### ВЫБРАННЫЙ ФРАГМЕНТ
Этот слой, «средний советский класс», и был «материальной» основой перестройки и исторических событий начала девяностых. Этим людям было тесно в СССР. Кстати, по всем социологическим опросам нулевых и самого начала десятых примерно такая же (15–20%) доля российских граждан хотела бы жить в европейском (по типу) обществе. Свобода, право, конкуренция, социальная защищенность и т.д. – вот главные параметры такого социума.

Тогда почему эта достаточно многочисленная и общественно «продвинутая» страта оказалась не в состоянии стать историческим субъектом выхода страны из коммунистического тоталитаризма? С опорой на них, выражая их интересы, удалось разбить тюремные оковы, но не получилось всерьез двинуться к нормальной системе политики и экономики. Негативная программа была выполнена (правда, далеко не до конца, но все же…), а на позитивную сил не хватило. Почему?

### ВАШИ ЗАДАНИЯ
**1)** Изложите суть фрагмента о среднем советском классе в двух предложениях.
**2)** По фрагменту объясните в одном-двух предложениях, почему средний советский класс оказался основой перестройки.
**3)** Выведите из фрагмента точный текст между «Тогда почему эта» и «не хватило. Почему?» включительно.
Приведенные далее строки к фрагменту отношения не имеют.

### ИСХОДНЫЕ ДАННЫЕ
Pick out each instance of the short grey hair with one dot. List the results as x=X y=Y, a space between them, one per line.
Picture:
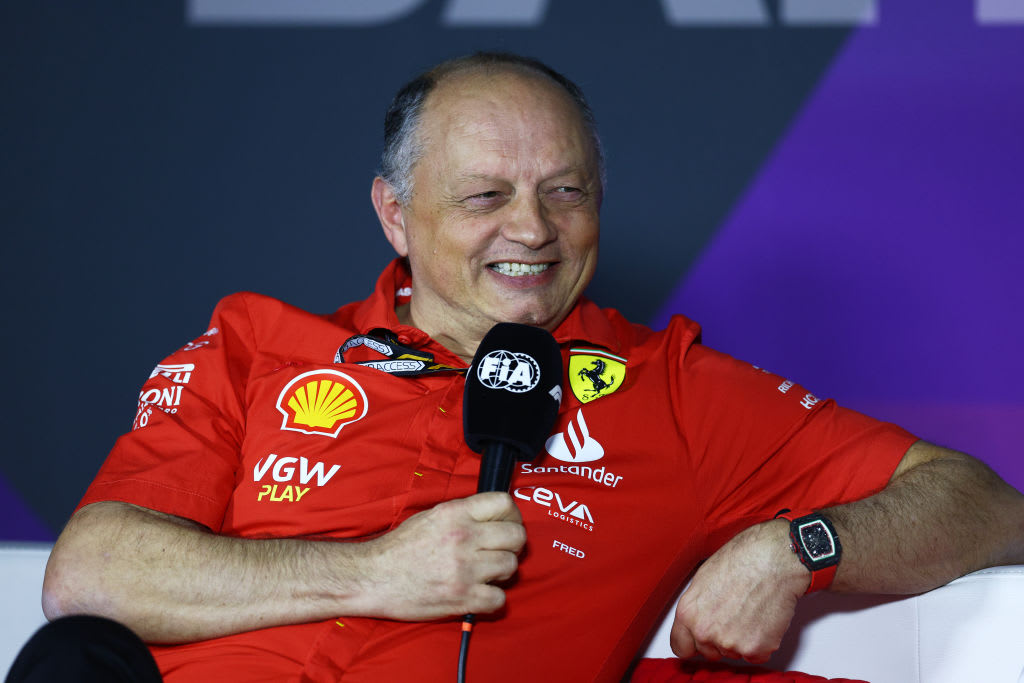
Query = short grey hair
x=402 y=147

### ОТВЕТЫ К ЗАДАНИЯМ
**1)** Средний советский класс, которому было тесно в СССР, стал материальной основой перестройки и событий начала девяностых, а по опросам нулевых и начала десятых примерно такая же доля россиян (15–20%) хотела бы жить в обществе европейского типа. С опорой на этот слой удалось разбить тюремные оковы, но двинуться к нормальной системе политики и экономики не получилось: негативная программа была выполнена, а на позитивную сил не хватило.

**2)** Этим людям было тесно в СССР. Поэтому именно они стали материальной основой перестройки и событий начала девяностых.

**3)**
Тогда почему эта достаточно многочисленная и общественно «продвинутая» страта оказалась не в состоянии стать историческим субъектом выхода страны из коммунистического тоталитаризма? С опорой на них, выражая их интересы, удалось разбить тюремные оковы, но не получилось всерьез двинуться к нормальной системе политики и экономики. Негативная программа была выполнена (правда, далеко не до конца, но все же…), а на позитивную сил не хватило. Почему?